■ Metin alıntısı:
══════════════════════════════

Kendisini akıllı zanneden, ama aslında aklını birilerinin cebine koyan bazı “sadık cahil” ve hatta bazı “sadık ahmak” dostlar (!) öyle değil.
Onlar Yeni Asya’yı sırf bu fikri sebebiyle; anarşistlikle, bozgunculukla ve hatta “devlet düşmanı” olmakla suçlamaya kalkıyorlar.
Hem de Bediüzzaman’ın Osmanlı’nın ikinci demokrasi denemesi döneminde 1909’da kaleme aldığı Münâzarât isimli temel eserindeki sözlerini alet ederek.
(Biliyoruz, onlar bu yazıya da fikren “cevap” veremeyecekler. Sadece aptalca sataşmayı sürdürecekler. Ama biz onlardan yanlış etkilenebilecek samimî dostları ikaz için yazalım).
Önce, “kötüye kullandıkları” şu cümlelere bakalım:
“Muhali (imkânsızı) talep etmek, kendine fenalık etmektir.

══════════════════════════════

■ Sağlanan girdiler:
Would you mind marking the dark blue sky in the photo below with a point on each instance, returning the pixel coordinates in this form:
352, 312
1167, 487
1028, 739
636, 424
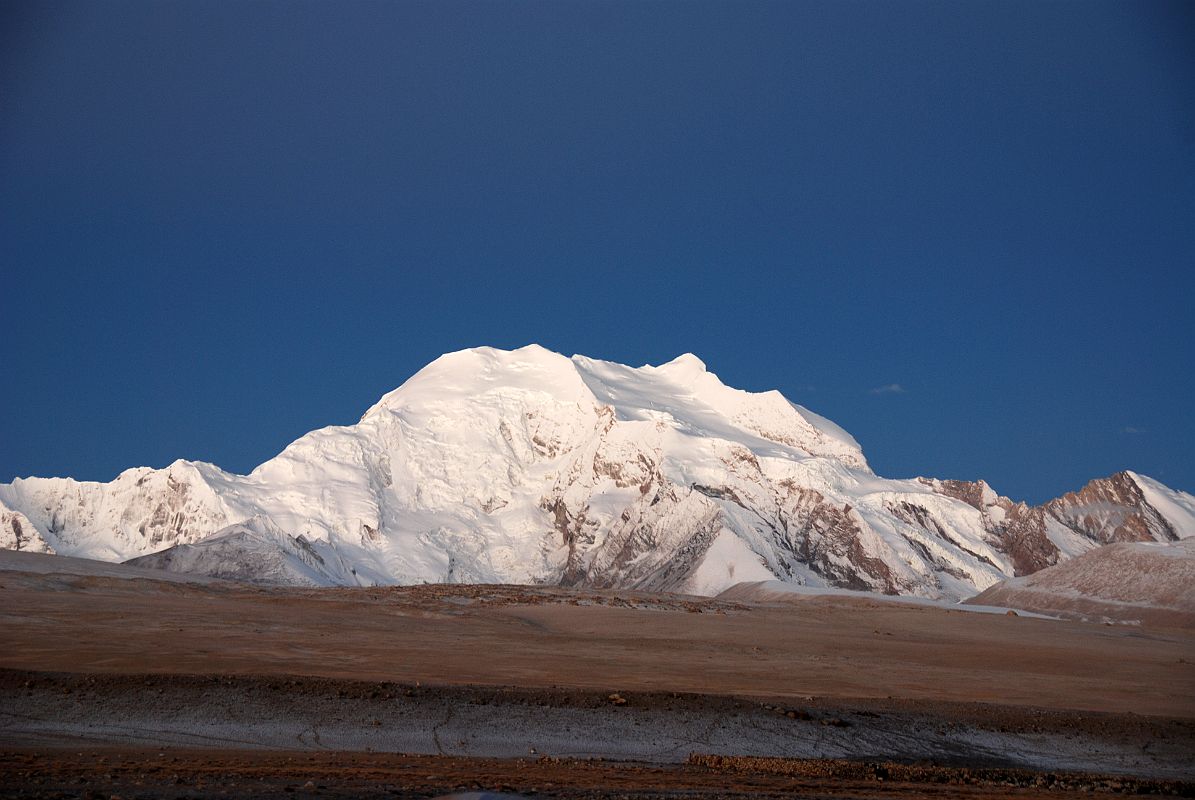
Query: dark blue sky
225, 224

══════════════════════════════

■ Yapılacak işlemler:
#1 Yukarıdaki girdilerin tamamını satır satır, hiçbir değişiklik yapmadan yazdır. Resimleri çıktıya dahil etme.
#2 Yeni Asya hakkındaki yazıyı kaldığı noktadan itibaren sürdür.

■ Uygulama sonuçları:
#1
Would you mind marking the dark blue sky in the photo below with a point on each instance, returning the pixel coordinates in this form:
352, 312
1167, 487
1028, 739
636, 424
Query: dark blue sky
225, 224

#2
“Zerratı günahkârlardan mürekkep (Kurucu ve harekete geçirici unsurları, günah işleme kapasitesine sahip olan insan’dan oluşan) bir hükümet, tamamıyla masum olamaz.
“Demek nokta-i nazar (devlete bakış açısı/ölçüsü), hükümetin hasenatı seyyiatına tereccuhudur (iyiliklerinin kötülüklerinden fazla olmasıdır).
“Yoksa seyyiesiz (hiç kötülük yapmayan) hükümet muhal-i adidir (açıkça imkânsızdır).
“Ben öyle adamlara (hatasız devlet arayışı sebebiyle mevcudu tümüyle reddedenlere) anarşist nazarıyla bakıyorum.
“Zira onlardan birisi –Allah etmesin- bin sene yaşayacak olsa, adeta mümkün hükümetin hangi suretini (olabilecek devlet biçimlerinden hangisini) görse, hülya ile (daha iyisinin hayalini kurduğundan) yine razı olmayacak.
“Şu hülyanın (hayalinin) neticesi olan meyl-üt tahrip (yıkma arzusu) ile o sureti bozmaya çalışacak.*
(*Bediüzzaman’ın metne sonradan eklediği not: “Ki komünist ve anarşist manasıyla Kemalizm ve inkılâp softalarını ve dönmeleri görmüş gibi haber veriyor”).
O ahmak dostlar, bu metinden, bu günkü anlamıyla “bir hükümet”in yani bir şekilde iktidar olmuş olan “bir siyasî parti”nin ve hatta bir şahsın ve dar kadrosunun her dediğine “evet” demek gerektiğini çıkarıyorlar, adeta şişeden cin çıkarır gibi.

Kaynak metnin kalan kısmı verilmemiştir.